EXERCISE OBJECTIVE: Rescale the entries from the line containing "Could you please locate the dark" through the line containing "[0,0,660,360]": rewrite every line in that span, copying the text lines unchanged and multiplying each bounding box coordinate by 1.55, rounded to a whole number with halves rounded up.

******************************

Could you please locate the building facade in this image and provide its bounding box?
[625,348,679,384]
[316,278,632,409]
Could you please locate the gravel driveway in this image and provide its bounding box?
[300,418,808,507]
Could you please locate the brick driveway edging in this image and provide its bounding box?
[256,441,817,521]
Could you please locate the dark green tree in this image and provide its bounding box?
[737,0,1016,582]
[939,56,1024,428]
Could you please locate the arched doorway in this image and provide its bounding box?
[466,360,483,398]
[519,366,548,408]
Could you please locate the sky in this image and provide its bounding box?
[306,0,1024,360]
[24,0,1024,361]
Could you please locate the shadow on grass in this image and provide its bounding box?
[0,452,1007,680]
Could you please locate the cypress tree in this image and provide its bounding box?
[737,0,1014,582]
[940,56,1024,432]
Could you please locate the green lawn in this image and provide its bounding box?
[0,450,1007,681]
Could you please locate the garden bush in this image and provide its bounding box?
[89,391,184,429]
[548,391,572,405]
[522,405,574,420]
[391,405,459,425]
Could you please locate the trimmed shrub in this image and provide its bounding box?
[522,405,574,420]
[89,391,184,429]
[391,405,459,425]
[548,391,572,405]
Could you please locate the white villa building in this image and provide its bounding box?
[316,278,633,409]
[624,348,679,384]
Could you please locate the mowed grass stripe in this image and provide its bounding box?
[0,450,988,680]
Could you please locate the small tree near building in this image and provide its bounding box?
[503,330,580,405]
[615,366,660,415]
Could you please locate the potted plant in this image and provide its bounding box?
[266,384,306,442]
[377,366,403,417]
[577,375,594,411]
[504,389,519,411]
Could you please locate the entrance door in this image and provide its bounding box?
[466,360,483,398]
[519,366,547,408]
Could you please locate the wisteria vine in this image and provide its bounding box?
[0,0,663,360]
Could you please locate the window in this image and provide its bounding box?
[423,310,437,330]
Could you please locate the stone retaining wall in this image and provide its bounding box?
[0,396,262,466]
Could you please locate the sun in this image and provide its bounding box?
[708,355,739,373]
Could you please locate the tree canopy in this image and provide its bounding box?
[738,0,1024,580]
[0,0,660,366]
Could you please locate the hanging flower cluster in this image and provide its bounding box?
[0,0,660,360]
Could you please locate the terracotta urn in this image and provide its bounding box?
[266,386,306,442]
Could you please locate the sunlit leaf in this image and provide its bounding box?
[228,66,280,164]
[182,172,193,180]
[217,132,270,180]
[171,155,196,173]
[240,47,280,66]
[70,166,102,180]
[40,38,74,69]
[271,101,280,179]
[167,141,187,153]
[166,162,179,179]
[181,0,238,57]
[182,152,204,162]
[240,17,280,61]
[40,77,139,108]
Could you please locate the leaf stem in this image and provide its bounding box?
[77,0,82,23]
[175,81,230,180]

******************************

REPLY:
Could you please locate the dark green tree in this image and provide its bounding box?
[1142,0,1575,902]
[1455,87,1587,663]
Could you please locate the arched doorway in this image and provide its bounding box?
[722,558,749,617]
[804,567,849,632]
Could you please locate the sky in this image and provide its bounding box?
[474,0,1587,558]
[37,0,1587,560]
Could you please locate the shadow on grass in this image and provide its bounding box?
[0,701,1561,1054]
Could you please locate the cypress tree in this image and provide its bounding box?
[1142,0,1572,902]
[1457,87,1587,670]
Could you please locate the green lawn in this image and provide its bounding box?
[0,698,1561,1056]
Could you please locate the garden bush in this image and provide its bounding box?
[138,606,285,665]
[849,606,887,628]
[809,628,890,651]
[606,628,711,659]
Could you please locate the trimmed shrub in this image and provide its bounding box?
[809,628,890,651]
[138,606,285,665]
[606,628,711,659]
[849,606,887,628]
Could you please locate the white villa building in this image and provide its bounding box?
[490,431,981,634]
[967,539,1052,595]
Could you please locate the mowed grass stripe in this image and provide its bounding box?
[0,698,1531,1054]
Could you please locate the small tree near building in this image and provide its bounding box?
[780,512,899,628]
[953,567,1023,643]
Could you please locate the potted plant in this image and provide its bounding box?
[412,595,474,685]
[584,567,625,646]
[894,581,921,637]
[781,603,804,637]
Could you please locate the entrance door in this image and provide its bounding box?
[722,558,749,617]
[804,567,848,632]
Could you please locate the wisteria vine in this image and provide its bounding box?
[0,0,1028,558]
Could you please locate the window in this image and provide its bounding box?
[656,481,677,512]
Could you please locate the stone retaining wall in this image and provide its bounding box?
[0,614,406,722]
Could you please locate the sun in this image and provide its bounding box?
[1097,550,1145,578]
Could you please locate the tree canopy in this image and provide its bounding box?
[1144,0,1587,899]
[0,0,1023,567]
Could you please locate the hanging flower cluster in this image and provide its bounding box?
[0,0,1023,558]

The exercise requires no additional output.